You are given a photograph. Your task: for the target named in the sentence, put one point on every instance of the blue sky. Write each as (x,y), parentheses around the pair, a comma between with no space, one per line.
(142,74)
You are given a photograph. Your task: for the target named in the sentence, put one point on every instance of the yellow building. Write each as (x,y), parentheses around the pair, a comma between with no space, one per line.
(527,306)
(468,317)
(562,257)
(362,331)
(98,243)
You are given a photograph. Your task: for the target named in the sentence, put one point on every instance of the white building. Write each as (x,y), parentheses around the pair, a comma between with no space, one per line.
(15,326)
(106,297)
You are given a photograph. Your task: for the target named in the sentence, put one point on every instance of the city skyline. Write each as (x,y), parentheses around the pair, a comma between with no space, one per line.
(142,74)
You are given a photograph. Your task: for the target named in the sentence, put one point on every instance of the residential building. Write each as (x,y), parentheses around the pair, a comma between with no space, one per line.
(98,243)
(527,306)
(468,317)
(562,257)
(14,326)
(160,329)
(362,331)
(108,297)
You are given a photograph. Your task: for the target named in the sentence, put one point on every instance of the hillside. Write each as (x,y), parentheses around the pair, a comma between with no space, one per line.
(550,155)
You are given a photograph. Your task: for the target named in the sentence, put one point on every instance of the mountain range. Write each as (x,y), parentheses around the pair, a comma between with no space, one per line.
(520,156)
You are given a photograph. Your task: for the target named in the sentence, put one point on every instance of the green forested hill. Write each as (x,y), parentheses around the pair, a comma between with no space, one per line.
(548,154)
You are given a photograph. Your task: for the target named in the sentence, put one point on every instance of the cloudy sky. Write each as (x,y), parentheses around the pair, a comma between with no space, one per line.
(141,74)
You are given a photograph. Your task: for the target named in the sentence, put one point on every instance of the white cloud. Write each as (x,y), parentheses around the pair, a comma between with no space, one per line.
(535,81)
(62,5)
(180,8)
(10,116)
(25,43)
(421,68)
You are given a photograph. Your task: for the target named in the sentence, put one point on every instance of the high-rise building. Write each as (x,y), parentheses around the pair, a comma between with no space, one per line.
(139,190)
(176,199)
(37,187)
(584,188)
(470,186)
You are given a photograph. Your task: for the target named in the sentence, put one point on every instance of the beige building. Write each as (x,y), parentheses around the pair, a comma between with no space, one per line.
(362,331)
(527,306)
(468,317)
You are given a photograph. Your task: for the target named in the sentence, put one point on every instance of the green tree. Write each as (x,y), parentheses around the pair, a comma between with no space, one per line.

What to do = Set down word for word the lines of the material above, starting with the line that contains "the white cloud." and continuing through the end of the material.

Output for this exercise =
You are given a photograph. Your task: for the target named in the sentence, put one point on every instance of the white cloud. Write each as (x,y), parentheses around the pair, a comma between with no space, one per line.
(535,81)
(62,5)
(180,8)
(10,116)
(25,43)
(421,68)
You are given a photograph. Your task: for the target named in the sentence, put one point on every instance of the high-rise building. Write each as (x,y), parentheses around the pair, a comma between with no space, one per line.
(139,190)
(176,199)
(37,187)
(584,188)
(470,186)
You are given a photograph. Your task: for the target named in the sentence, put one point on every instance of the beige building. Write each as (x,y), parentheses around the pair, a comma between with no space, one per line.
(362,331)
(527,306)
(468,317)
You are given a photograph. Your task: for the target named in the sentence, put one point on every instance of the green tree. Write each as (x,y), parentheses around the pair, a comma between with no space, one per line.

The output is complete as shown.